> [ПРИВЕДЁННЫЕ ЗАПИСИ]

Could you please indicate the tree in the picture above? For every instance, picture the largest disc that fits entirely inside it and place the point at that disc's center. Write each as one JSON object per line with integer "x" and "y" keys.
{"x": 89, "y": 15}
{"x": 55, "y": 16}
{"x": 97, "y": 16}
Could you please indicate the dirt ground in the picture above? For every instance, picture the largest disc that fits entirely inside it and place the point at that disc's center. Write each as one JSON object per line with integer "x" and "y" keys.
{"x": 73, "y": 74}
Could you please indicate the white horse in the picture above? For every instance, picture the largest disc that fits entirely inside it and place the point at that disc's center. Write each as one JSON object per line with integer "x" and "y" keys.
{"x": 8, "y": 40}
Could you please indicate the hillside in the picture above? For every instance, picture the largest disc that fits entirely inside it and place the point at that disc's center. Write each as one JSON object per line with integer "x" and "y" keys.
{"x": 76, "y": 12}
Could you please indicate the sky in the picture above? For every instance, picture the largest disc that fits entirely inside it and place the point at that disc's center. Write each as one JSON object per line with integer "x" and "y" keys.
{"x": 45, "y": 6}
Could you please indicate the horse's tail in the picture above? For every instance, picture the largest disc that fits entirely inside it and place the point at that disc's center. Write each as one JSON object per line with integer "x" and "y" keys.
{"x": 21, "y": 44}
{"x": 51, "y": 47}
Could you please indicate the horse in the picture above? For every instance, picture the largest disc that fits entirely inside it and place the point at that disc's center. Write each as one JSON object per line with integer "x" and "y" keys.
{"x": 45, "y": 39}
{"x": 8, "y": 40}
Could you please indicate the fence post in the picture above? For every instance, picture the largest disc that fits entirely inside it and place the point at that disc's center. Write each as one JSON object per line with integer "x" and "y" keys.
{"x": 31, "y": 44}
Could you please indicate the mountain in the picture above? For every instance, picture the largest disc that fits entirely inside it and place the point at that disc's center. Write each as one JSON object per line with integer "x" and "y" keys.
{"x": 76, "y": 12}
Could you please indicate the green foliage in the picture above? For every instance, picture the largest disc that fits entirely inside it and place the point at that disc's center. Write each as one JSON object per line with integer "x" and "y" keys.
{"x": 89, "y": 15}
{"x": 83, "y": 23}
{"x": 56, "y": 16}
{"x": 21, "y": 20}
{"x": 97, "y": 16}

> [ЗАДАЧА] Продублируйте все записи, приведённые выше, сохранив каждую строку без малейших изменений.

> [ВЫПОЛНЕННОЕ ЗАДАНИЕ]
Could you please indicate the tree in the picture above? For every instance, picture the largest disc that fits entirely inside it and place the point at that disc's center. Write each as one JSON object per line with integer "x" and "y" keys.
{"x": 89, "y": 15}
{"x": 55, "y": 16}
{"x": 97, "y": 16}
Could you please indicate the dirt ground in the picture above? For every instance, picture the largest disc that fits entirely inside it and place the point at that disc's center. Write each as one JSON object per line with integer "x" and "y" keys.
{"x": 73, "y": 74}
Could you please indicate the white horse in the picture above? For every instance, picture the largest disc that fits entirely inside it and place the point at that disc's center. Write each as one JSON object per line with integer "x" and "y" keys.
{"x": 8, "y": 40}
Could you please indicate the hillside in the picture above? For every instance, picture the largest disc that fits entirely inside it and place the point at that disc's center. Write each as one JSON object per line with integer "x" and "y" keys.
{"x": 76, "y": 12}
Could you please indicate the sky in the picture above? For every instance, picture the largest disc that fits entirely inside it and place the point at that disc's center. Write each as one JSON object per line with integer "x" and "y" keys.
{"x": 45, "y": 6}
Could you please indicate the horse's tail in the picture above? For every instance, picture the largest disc that fits entirely inside it and place the point at that disc's center. Write each as one JSON object per line with integer "x" and "y" keys.
{"x": 21, "y": 44}
{"x": 51, "y": 47}
Could you please indicate the horse in the picture above? For every instance, picture the largest disc that fits entirely inside it and place the point at that disc's center. Write each as one JSON object per line with integer "x" and "y" keys.
{"x": 45, "y": 39}
{"x": 8, "y": 40}
Could you please indicate the fence post in the picture above? For every instance, picture the largest disc that fits entirely inside it and place the point at that disc's center. Write each as one JSON object per line with integer "x" and "y" keys.
{"x": 31, "y": 44}
Could you please indicate the mountain in the picture above? For every instance, picture the largest disc that fits entirely inside it and place the point at that disc's center. Write each as one JSON object per line with integer "x" and "y" keys.
{"x": 76, "y": 12}
Could you please indicate the green foliage in the picture above? For every instance, picture the largest disc that fits entirely inside it and place the point at that disc's center. Write each as one JSON object per line with integer "x" and "y" keys.
{"x": 89, "y": 15}
{"x": 83, "y": 23}
{"x": 56, "y": 16}
{"x": 21, "y": 20}
{"x": 97, "y": 16}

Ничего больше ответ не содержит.